• [WHAT YOU SHOULD DO] Give back the line where "of the wooden" appears and all the lines after it until the listing ends, unchanged and with nothing else.

▬▬▬

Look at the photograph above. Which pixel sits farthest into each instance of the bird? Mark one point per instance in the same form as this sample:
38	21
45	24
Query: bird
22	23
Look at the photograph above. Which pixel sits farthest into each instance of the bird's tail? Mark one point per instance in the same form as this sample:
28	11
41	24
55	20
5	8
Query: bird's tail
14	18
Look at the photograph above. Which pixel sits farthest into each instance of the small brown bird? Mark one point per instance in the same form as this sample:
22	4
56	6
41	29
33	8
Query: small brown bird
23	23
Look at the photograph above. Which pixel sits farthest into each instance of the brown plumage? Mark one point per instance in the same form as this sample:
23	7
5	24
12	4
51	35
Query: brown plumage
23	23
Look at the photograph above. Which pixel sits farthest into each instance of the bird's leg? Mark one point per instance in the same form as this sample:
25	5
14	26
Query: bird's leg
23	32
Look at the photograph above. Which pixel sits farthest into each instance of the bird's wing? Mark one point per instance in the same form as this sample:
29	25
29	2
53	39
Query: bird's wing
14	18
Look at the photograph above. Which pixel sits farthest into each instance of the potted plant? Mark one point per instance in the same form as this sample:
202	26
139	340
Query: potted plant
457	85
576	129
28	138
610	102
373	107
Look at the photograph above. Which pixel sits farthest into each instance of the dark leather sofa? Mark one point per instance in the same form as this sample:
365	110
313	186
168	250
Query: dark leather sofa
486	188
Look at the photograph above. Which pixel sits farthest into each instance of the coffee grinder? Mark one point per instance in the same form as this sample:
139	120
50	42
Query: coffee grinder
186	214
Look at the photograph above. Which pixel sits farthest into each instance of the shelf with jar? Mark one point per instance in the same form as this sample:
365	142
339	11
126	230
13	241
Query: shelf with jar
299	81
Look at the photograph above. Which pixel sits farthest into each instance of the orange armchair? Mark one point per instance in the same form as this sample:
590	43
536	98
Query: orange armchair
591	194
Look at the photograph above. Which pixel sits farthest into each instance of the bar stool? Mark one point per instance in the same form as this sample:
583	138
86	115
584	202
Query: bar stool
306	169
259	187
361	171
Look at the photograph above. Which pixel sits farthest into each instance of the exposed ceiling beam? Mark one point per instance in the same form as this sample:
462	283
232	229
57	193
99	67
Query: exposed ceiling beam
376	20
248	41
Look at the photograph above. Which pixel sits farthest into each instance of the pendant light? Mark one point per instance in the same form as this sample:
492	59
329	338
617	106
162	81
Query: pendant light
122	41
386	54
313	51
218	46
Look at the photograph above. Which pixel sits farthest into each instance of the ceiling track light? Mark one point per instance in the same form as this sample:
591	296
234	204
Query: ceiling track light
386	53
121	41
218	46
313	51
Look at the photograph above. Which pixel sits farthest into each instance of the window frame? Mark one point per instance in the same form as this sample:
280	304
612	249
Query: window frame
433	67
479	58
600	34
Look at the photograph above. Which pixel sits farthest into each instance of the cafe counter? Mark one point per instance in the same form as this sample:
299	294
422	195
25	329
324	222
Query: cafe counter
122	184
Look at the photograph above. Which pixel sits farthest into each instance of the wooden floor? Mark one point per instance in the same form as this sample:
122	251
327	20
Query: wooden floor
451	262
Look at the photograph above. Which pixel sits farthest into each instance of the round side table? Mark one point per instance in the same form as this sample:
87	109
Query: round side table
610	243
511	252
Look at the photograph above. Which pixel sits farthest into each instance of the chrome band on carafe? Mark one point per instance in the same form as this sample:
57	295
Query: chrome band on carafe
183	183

▬▬▬

• [OUTPUT]
Look at the photograph above. Which pixel sits farthest into each instance of the wooden floor? Mark one point per instance in the same form as this sample:
122	251
327	20
Query: wooden floor
451	262
Look at the photograph above. Which pixel sits farthest into each instance of the round side table? Mark one point per instance in the same form as this sample:
87	109
Query: round side table
610	243
511	252
Look at the photograph above. Which pixel sits farthest into each instance of the chrome band on carafe? Mark one point per instance in the same form as this sample:
57	295
Query: chrome band on carafe
183	183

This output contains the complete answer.